Requirements – Please retype the lines of the records below word for word, starting with the line that contains "the white baseboard" and continuing through the line that contains "x=259 y=371".

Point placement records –

## Start

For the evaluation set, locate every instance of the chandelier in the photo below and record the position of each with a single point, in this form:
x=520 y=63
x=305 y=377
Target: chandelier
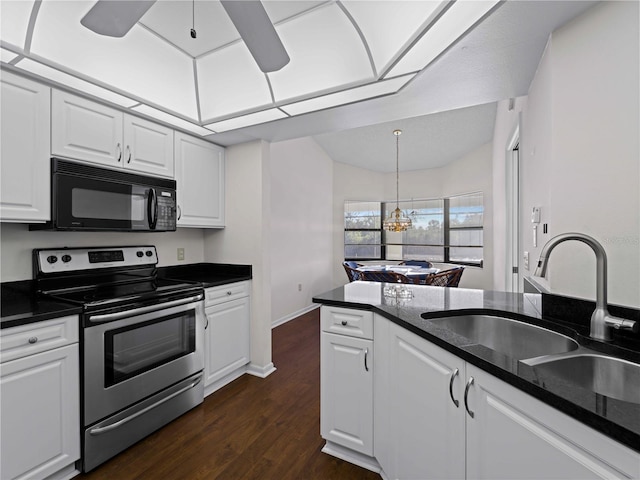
x=397 y=221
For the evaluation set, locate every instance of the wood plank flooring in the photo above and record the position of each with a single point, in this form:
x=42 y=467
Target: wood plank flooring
x=251 y=429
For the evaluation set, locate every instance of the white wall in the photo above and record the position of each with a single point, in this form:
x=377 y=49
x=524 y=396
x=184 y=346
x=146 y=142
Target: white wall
x=246 y=237
x=18 y=242
x=301 y=219
x=471 y=173
x=580 y=156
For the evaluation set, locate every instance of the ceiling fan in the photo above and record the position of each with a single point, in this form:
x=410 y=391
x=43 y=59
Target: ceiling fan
x=116 y=18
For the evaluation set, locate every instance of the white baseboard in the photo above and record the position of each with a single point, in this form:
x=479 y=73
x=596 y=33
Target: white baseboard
x=351 y=456
x=287 y=318
x=218 y=384
x=259 y=371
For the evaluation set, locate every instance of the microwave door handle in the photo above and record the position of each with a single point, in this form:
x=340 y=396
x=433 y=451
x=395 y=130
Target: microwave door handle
x=152 y=209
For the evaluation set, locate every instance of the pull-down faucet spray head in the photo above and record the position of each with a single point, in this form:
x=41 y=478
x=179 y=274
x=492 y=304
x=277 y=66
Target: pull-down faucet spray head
x=601 y=320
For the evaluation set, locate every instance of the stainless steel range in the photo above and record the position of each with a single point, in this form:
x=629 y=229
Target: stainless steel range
x=141 y=343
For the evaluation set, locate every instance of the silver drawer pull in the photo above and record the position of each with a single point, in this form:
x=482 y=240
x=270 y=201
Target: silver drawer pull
x=453 y=376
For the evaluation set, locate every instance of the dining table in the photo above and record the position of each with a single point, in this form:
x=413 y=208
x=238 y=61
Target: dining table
x=414 y=272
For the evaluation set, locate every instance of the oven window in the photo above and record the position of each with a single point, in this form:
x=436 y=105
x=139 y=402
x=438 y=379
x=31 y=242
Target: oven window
x=103 y=204
x=135 y=349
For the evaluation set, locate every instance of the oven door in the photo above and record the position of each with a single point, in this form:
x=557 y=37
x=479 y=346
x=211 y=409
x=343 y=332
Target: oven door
x=132 y=357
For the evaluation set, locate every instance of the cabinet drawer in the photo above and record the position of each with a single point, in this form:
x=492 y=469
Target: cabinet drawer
x=224 y=293
x=18 y=342
x=345 y=321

## End

Written solution –
For the evaluation set, locate every instance of the white baseboard in the photo above and record the position of each with a single point, in this form:
x=479 y=73
x=596 y=33
Target: white baseboard
x=351 y=456
x=287 y=318
x=218 y=384
x=259 y=371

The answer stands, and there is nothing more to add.